## REQUEST
Reproduce every line from the line with "Where can you see the amber" up to and including the line with "point(499, 569)", requests included, and scale each coordinate in the answer points by 1.8, rounding to whole numbers with halves rounded up. Leave the numbers in the requests and their sample points unchanged.

--------------------------------------------------

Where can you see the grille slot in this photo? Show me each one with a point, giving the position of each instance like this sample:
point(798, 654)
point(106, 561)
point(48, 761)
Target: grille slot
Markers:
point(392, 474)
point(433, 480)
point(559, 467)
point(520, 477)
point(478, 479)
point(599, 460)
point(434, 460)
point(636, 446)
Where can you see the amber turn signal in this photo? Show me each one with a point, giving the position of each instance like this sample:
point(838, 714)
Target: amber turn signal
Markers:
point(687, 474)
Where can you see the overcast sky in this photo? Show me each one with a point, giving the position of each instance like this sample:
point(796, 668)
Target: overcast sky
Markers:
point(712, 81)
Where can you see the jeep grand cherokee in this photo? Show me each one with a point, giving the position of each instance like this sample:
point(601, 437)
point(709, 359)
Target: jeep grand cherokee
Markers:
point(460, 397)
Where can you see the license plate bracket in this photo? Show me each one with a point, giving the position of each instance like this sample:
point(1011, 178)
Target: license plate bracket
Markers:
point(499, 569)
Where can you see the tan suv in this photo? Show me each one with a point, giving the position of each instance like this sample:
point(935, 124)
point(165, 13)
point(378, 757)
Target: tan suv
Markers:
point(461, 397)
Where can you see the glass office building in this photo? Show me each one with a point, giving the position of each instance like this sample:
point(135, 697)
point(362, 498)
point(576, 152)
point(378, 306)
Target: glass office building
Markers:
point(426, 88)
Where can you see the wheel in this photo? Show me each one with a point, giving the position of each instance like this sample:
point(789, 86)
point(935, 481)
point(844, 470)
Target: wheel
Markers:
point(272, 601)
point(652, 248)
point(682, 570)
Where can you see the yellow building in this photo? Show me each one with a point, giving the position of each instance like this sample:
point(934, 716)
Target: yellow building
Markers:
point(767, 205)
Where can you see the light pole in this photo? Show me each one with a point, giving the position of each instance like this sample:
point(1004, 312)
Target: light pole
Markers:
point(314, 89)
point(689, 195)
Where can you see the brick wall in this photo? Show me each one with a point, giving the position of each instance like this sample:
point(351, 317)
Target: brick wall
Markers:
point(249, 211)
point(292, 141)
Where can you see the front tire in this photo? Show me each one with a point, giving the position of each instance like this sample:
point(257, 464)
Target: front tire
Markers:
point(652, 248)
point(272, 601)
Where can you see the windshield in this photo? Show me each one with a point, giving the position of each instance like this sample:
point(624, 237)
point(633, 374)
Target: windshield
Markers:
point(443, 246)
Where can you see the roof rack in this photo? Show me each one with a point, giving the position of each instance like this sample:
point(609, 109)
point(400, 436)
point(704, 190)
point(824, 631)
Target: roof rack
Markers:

--------------------------------------------------

## WORKED ANSWER
Where can you see the amber turn signal in this photo? Show me each one with a point, giving the position of each instance like this sample:
point(838, 714)
Target: amber turn signal
Markers:
point(1237, 853)
Where can you see the overcast sky in this photo? Show me each one with a point, giving the position of each instance like this sample:
point(796, 668)
Target: overcast sky
Markers:
point(1282, 146)
Where can you see the jeep grand cherokee in this photo? Show me each one with a point, giving the position of each instance like this sample:
point(601, 437)
point(709, 359)
Target: jeep grand cherokee
Markers:
point(828, 715)
Where can you see the license plate bracket in this photo? Show me each one with a point, giving the position of each instance like this sample:
point(1011, 178)
Target: license plate bracket
Markers:
point(898, 1024)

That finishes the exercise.